=== Exercices à traiter ===
a: Traduisez en anglais la phrase « J'étais très proche d'Hergé. », tirée du témoignage sur Hergé et Jacques Martin.
b: Poursuivez le témoignage sur Hergé et Jacques Martin à partir de sa dernière phrase.

=== Texte fourni ===

Evidemment j'ai appris qu'il ne fallait pas dire ces choses; en, plus de ça, y était joint un texte qui n'était pas très élégant pour Hergé. Il y a eu des problèmes et sur ces problèmes se sont dessinés les caractères des individus. Martin n'a plus voulu que je travaille pour lui; il jouait au châtiment, plus qu'Hergé, alors que finalement là-dedans il n'y avait rien du tout. Alors j'ai été dégoûté parce que j'avais donné le meilleur de moi pour Jacques Martin...je ne dis pas de la valeur, mais des sentiments: j'ai donné tout pour lui. Je n'ai jamais dépassé le cap de "Monsieur Leloup" et "Monsieur Martin", il n'y a jamais eu d'amitié. J'ai été dernièrement chez lui et je lui ai dit ça; il n'y a pas moyen de travailler en amitié avec lui. Hergé, c'est différent, peut-être parce qu'il est plus âgé, et lui m'appelait Roger. J'étais très proche d'Hergé.
Mais encore une fois, Hergé a une certaine façade et il ne laissait pas transparaître exactement ses projets. Je le voyais de plus en plus qui décrochait si je puis dire de la BD, puisqu'il en faisait de moins en moins. Il m'envoyait dans les expositions; je ne dirais pas que je jouais le rôle des relations publiques, mais je constituais la documentation pour les journalistes. Vous seriez venu chez Hergé, je vous aurais reçu, je vous aurais fait voir toutes les planches, j'aurais fait les photocopies. Ca, c'est pas dessiner, c'est pas du métier, c'est pas de la créativité.
Je me suis dit c'est pas possible, ça ne peut pas continuer. Et puis un jour, pendant les vacances, j'ai eu l'occasion de travailler avec Francis (LA FORD T) pour un journal français qui s'appelait J-2 chez Fleurus. J'ai fait les aventures de Bouchu avec Francis, sous son nom. C'est vraiment de quatrième zone, on faisait ça pour un petit journal. D'ailleurs, il a foiré après...

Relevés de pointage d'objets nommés

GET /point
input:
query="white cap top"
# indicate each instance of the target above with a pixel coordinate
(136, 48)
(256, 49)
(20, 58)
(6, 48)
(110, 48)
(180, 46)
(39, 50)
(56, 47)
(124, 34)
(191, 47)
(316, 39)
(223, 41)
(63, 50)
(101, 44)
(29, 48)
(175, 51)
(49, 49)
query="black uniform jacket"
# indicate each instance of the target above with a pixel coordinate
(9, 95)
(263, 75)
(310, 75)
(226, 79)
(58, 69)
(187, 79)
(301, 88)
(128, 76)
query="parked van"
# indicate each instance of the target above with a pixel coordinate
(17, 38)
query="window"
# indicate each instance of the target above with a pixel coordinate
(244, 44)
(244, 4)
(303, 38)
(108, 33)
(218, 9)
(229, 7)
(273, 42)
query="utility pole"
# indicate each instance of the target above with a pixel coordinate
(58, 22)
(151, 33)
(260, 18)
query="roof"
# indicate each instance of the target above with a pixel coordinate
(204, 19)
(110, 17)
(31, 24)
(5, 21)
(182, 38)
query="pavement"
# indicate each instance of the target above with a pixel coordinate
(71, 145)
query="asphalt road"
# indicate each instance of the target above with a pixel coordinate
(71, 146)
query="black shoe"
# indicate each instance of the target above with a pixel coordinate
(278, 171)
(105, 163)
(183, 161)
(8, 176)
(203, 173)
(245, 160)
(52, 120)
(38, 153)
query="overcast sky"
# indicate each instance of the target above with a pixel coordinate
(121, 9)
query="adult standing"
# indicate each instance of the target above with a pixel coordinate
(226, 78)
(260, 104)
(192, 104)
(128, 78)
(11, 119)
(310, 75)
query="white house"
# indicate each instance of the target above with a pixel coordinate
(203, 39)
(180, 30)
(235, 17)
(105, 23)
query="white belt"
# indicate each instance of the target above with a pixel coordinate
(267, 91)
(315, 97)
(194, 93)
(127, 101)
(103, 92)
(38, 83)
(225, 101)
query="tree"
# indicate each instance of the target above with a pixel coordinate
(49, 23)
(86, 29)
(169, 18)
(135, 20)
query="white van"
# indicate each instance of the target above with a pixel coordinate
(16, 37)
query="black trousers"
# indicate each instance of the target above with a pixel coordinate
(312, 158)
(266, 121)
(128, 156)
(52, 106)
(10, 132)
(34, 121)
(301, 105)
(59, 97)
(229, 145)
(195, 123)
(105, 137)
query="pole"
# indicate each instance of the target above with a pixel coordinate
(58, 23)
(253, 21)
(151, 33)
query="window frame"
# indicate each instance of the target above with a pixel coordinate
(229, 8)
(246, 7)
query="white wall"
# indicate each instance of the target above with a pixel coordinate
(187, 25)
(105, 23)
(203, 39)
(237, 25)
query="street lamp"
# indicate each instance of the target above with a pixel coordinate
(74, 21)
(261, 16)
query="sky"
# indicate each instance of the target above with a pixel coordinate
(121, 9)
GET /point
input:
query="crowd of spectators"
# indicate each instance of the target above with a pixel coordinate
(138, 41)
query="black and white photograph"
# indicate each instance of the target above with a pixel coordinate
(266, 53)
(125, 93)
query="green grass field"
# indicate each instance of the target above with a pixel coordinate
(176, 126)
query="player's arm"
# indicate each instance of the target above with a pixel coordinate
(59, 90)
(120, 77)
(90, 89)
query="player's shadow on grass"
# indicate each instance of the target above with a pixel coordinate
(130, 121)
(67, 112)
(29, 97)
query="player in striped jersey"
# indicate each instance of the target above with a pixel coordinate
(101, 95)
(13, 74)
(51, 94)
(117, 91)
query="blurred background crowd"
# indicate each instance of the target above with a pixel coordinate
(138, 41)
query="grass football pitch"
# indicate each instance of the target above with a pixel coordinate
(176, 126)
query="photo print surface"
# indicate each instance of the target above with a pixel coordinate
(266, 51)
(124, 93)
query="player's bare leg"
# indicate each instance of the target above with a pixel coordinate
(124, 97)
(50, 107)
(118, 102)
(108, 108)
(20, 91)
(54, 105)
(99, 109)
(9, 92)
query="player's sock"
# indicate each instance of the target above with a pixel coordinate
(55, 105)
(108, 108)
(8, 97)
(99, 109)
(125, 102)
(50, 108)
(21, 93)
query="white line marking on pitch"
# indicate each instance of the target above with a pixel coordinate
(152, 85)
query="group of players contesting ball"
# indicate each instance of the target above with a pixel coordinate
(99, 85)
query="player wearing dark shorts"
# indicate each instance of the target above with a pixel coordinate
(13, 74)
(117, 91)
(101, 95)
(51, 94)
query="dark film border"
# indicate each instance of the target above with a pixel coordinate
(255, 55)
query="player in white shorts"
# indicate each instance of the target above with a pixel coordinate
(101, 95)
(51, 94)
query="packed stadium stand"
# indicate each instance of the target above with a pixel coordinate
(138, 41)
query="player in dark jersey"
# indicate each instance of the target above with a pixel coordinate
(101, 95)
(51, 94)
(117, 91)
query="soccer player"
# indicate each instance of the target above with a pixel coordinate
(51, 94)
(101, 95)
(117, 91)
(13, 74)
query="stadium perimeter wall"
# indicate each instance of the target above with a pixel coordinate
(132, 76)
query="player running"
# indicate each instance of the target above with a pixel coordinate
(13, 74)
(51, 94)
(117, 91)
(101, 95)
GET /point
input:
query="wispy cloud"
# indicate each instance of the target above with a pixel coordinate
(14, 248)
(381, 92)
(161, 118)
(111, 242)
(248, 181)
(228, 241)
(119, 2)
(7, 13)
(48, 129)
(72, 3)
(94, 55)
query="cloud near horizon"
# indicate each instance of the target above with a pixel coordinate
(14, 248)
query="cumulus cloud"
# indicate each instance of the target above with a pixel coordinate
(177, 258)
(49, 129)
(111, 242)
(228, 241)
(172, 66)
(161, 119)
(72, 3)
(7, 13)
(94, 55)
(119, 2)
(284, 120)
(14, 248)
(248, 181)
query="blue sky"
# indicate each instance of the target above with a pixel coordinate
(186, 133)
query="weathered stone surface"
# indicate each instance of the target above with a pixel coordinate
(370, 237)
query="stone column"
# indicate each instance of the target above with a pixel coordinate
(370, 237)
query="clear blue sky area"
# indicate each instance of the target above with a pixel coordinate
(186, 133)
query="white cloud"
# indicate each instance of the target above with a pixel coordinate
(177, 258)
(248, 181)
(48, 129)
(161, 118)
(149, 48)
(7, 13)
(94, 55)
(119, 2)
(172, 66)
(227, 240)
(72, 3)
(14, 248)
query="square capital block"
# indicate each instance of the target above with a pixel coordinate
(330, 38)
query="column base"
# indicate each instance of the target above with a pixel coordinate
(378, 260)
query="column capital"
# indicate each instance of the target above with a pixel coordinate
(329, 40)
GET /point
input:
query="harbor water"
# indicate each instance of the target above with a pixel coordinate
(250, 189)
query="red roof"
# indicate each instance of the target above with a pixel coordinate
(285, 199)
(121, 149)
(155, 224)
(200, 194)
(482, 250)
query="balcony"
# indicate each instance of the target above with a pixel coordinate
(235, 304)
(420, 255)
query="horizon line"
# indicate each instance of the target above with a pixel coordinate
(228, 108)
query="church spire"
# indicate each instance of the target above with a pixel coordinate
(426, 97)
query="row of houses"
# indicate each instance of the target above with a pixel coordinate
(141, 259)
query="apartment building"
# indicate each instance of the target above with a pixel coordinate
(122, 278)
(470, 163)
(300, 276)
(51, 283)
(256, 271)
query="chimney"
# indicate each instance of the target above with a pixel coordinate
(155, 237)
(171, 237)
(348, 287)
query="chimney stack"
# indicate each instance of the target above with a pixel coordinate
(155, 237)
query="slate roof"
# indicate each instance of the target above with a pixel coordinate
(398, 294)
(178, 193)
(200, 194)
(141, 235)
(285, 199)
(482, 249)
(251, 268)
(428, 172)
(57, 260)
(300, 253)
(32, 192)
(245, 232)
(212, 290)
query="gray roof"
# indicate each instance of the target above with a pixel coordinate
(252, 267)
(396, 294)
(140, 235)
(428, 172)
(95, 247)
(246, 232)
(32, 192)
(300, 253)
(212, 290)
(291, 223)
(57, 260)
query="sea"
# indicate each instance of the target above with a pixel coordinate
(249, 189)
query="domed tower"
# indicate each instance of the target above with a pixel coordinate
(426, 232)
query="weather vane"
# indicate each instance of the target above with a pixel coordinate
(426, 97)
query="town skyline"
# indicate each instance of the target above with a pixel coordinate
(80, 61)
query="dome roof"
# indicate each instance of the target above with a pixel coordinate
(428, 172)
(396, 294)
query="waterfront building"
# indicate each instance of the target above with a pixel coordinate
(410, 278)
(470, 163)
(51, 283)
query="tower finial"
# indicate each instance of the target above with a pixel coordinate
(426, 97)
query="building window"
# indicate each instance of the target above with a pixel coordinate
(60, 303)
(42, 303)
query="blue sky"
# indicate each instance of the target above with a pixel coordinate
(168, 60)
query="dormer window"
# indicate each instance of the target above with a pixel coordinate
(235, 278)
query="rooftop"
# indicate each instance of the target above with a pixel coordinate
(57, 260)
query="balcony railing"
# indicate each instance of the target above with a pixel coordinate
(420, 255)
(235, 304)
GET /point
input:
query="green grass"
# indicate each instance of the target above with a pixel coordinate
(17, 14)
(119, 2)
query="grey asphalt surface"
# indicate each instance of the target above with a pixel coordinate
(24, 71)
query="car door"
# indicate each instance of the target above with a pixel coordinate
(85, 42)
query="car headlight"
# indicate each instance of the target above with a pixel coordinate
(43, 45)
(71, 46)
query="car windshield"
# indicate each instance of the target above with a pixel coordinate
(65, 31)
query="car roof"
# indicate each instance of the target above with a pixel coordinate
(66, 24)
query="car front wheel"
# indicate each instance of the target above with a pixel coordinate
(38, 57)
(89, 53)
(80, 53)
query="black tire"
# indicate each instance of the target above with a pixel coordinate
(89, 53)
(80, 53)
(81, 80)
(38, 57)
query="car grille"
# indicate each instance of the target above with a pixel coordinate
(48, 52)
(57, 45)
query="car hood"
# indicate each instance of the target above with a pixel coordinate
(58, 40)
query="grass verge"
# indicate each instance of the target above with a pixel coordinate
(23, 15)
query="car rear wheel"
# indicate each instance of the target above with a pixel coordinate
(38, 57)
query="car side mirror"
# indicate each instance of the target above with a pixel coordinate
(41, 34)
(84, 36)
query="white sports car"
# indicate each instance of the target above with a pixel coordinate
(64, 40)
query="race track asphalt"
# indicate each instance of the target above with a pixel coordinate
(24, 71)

=== Corrigé de l'exercice ===
a: I was very close to Hergé.

b:
Et puis Francis avait repris JACKY ET CELESTIN, les personnages de Peyo, et celui-ci a vu les décors que je faisais pour cette bande. Francis ne voulait que faire de l'argent rapidement, Peyo m'a dit "Il faut reprendre les personnages aussi, est-ce que ça t'intéresse de reprendre le tout ?" J'ai bâti le premier scénario, celui de L'ARAIGNEE QUI VOLAIT de Yoko, pour Jacky et Célestin. J'avais d'abord demandé à Gos, qui travaille chez Peyo, de me faire le scénario, il n'a pas voulu. Avec Walthéry, qui à ce moment travaillait aussi chez Peyo, je devais faire BENOIT BRISEFER; il a voulu continuer seul. Peut-être ont-ils eu peur de voir un gars arriver et les coiffer. J'ai trouvé les portes fermées alors qu'on essayait de me les ouvrir plus haut. Et finalement, j'ai fait tout moi-même. Peyo avait fait un infarctus à ce moment-là et il était un peu conscient qu'il m'avait embarqué dans certaines choses et qu'il ne tenait pas ses promesses. Il m'a emmené chez Tillieux.
Il m'a conduit chez Tillieux qui a accepté sur mon synopsis de faire des dialogues. Et j'avais donc le bagage, et je pouvais faire des pages de Gil Jourdan si ça ne marchait pas. Mais d'abord Yoko est née; c'était LE TRIO DE L'ETRANGE.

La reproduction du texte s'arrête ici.